Segment Open

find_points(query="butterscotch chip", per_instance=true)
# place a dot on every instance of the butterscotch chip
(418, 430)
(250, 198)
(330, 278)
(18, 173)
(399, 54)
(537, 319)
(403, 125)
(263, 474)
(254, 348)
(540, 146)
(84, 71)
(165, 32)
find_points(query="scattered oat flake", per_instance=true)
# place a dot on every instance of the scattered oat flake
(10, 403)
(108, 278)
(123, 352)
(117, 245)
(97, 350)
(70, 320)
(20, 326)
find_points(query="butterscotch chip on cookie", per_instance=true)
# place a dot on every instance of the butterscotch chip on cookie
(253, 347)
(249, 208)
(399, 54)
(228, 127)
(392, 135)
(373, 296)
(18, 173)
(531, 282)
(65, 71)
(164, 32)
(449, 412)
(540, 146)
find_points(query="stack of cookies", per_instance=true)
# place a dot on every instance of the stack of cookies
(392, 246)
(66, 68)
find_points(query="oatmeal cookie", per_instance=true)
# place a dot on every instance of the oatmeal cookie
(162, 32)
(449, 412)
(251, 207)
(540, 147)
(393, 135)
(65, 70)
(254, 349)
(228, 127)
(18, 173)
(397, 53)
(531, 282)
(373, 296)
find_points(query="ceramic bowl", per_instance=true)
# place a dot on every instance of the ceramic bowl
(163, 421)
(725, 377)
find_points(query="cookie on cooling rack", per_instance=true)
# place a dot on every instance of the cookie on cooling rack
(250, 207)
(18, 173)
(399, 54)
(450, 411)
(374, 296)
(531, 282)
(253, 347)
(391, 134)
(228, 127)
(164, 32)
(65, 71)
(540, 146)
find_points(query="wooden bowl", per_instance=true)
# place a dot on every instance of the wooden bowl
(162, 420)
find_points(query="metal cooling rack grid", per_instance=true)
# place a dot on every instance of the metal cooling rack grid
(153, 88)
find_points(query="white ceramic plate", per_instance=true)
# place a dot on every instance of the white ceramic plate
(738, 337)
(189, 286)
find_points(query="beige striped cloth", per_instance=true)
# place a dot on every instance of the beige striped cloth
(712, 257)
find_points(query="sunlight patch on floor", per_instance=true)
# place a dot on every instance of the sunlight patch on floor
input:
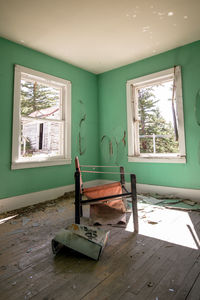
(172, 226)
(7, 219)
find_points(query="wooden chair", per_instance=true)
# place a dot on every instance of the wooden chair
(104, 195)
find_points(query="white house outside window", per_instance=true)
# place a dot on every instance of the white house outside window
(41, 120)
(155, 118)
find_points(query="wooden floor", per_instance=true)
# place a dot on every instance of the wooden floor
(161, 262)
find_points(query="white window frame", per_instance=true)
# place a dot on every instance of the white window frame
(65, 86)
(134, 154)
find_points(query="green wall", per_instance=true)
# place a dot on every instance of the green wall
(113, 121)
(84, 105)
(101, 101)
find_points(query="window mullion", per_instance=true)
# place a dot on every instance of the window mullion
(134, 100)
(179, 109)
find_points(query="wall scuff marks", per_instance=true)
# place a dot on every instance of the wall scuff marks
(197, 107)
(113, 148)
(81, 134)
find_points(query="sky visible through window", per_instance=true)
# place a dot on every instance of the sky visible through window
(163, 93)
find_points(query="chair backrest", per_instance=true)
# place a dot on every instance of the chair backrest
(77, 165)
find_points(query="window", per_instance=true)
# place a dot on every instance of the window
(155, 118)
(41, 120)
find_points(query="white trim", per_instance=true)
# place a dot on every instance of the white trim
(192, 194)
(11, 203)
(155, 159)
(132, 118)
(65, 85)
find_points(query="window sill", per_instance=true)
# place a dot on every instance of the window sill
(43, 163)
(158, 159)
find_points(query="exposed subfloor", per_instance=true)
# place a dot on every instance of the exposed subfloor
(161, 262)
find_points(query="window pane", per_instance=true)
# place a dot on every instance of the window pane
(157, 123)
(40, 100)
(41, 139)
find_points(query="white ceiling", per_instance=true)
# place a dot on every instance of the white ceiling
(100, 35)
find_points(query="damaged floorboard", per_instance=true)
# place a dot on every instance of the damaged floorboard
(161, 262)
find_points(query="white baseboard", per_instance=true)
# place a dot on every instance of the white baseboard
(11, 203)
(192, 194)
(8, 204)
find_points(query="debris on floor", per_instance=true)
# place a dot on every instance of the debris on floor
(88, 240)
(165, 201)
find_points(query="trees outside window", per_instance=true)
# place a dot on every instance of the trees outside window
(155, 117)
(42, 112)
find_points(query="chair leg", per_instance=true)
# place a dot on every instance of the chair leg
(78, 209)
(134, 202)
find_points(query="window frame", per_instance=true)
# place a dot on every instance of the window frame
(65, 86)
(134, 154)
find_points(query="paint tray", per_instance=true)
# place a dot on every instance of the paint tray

Segment Closed

TASK OBJECTIVE: For the string "paint", show each line of the entries above where it occurs.

EXPECTED OUTPUT:
find_points(query="paint tray", per_instance=true)
# place a dot on every instance of the paint tray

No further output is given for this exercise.